| Tasks |
**A)** List every username that appears in the aquarium forum thread.
**B)** Carry on the aquarium forum thread from its final line.
Start of Text shown
Extremely impressive- I love all of the colors!


----------



## 2in10 (Feb 8, 2011)

talontsiawd said:


> Looks even better than last. Everything is filling in perfectly and "bushing" out really well. I love this tank.


Thanks you, it is very pleasing to see the plants all start filling in, but specially on the right side. I think this tank is still a work in progress on the right side. I just need to figure out what is going to complete the work.



Chaos_Being said:


> Extremely impressive- I love all of the colors!


Thank you, I have found I really enjoy the colorful plants the best.


----------



## 2in10 (Feb 8, 2011)
End of Text shown
Start of Dataset excerpts
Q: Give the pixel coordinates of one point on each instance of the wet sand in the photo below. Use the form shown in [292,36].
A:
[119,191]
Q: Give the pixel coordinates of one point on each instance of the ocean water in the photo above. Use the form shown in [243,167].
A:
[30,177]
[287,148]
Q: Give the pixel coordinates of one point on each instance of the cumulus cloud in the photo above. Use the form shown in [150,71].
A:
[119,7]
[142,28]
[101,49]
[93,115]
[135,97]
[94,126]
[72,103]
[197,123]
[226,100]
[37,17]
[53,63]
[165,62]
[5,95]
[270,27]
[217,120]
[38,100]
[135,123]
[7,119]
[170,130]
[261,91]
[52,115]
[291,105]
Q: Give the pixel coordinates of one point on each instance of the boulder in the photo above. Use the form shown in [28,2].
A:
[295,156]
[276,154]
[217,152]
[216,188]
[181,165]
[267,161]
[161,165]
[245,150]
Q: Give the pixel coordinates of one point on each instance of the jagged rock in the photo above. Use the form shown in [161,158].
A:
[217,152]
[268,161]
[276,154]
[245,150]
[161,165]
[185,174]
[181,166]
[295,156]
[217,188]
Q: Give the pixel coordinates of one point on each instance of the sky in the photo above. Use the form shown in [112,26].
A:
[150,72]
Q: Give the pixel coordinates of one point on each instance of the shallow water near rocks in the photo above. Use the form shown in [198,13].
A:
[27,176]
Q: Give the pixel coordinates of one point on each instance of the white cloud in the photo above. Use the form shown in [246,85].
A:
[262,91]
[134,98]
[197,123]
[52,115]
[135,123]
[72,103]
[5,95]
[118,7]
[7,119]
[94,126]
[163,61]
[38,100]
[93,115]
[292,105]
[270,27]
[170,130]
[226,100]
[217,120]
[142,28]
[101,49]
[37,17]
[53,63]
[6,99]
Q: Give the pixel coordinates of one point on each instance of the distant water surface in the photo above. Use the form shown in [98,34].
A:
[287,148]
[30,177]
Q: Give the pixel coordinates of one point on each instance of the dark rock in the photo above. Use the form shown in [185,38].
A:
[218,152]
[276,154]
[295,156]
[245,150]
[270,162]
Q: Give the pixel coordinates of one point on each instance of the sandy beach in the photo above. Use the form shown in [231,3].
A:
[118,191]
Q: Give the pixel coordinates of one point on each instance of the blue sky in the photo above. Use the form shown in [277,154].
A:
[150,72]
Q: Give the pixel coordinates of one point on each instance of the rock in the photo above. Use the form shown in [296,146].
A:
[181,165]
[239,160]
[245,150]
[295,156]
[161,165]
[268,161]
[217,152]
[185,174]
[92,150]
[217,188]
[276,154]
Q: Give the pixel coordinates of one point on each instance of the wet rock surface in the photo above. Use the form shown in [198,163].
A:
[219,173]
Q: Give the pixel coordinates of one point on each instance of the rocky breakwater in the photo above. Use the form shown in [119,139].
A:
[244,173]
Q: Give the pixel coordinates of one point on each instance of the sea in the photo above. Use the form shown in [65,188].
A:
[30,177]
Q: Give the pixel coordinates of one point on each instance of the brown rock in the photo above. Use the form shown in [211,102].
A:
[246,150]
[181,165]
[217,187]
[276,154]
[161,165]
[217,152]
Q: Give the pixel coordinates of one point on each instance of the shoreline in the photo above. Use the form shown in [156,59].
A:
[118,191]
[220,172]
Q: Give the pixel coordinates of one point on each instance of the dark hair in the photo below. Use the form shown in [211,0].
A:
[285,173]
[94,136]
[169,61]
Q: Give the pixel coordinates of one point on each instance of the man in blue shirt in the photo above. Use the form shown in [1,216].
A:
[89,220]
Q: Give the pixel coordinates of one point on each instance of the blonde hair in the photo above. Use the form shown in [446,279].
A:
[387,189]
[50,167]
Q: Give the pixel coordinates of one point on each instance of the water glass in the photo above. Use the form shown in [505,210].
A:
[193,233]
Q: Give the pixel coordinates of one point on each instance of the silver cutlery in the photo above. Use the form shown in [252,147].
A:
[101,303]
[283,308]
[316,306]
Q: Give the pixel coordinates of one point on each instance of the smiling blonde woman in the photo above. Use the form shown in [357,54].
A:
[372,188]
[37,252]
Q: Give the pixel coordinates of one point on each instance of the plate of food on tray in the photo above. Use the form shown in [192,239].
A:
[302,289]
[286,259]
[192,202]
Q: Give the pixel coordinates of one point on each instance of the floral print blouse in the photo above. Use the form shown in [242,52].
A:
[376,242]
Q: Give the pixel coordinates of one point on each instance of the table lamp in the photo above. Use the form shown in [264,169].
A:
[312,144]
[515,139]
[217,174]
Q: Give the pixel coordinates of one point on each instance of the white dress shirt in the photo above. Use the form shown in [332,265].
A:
End of Dataset excerpts
| Outputs for the tasks |
**A)** 2in10, talontsiawd, Chaos_Being

**B)**
A quick stock list of the tank

Fauna

4 x c. aeneus
5 x A. cacatuoides 
3 x M. ramirezi
3 x C. siamensis
19 x T. heteromorpha
3 x T. albonubes
5 x Nerite snails
5 x Otocinclus
Various pond snails and MTS

Flora
3 species unknown from Chad
L. Aromatica
L. sessiliflora
L. inclinata var verticilata 'Pantanal'
L. glandulosa
L. repens
L. repens x arcuata
L. ovalis
L. sp 'Red'
S. repens
P. helferi
R. macrandra
R. rotundifolia
R. nanjenshan
B. salzmannii


----------



## halffrozen (Nov 4, 2011)

Holy crap that is an awesome tank! Love the colors!!!


----------



## green_valley (Sep 14, 2011)

Your plants' growth and color and design, always inspires me.


----------



## 2in10 (Feb 8, 2011)

halffrozen said:


> Holy crap that is an awesome tank! Love the colors!!!


Thank you



green_valley said:


> Your plants' growth and color and design, always inspires me.


Thank you very much, that is high praise indeed.


----------



## 2in10 (Feb 8, 2011)

New shots, the right side is starting to fill in finally. I just need to find something for between the Lace plant and the L. Ovalis. I think I need to thin the S. repens.


----------



## chad320 (Mar 7, 2010)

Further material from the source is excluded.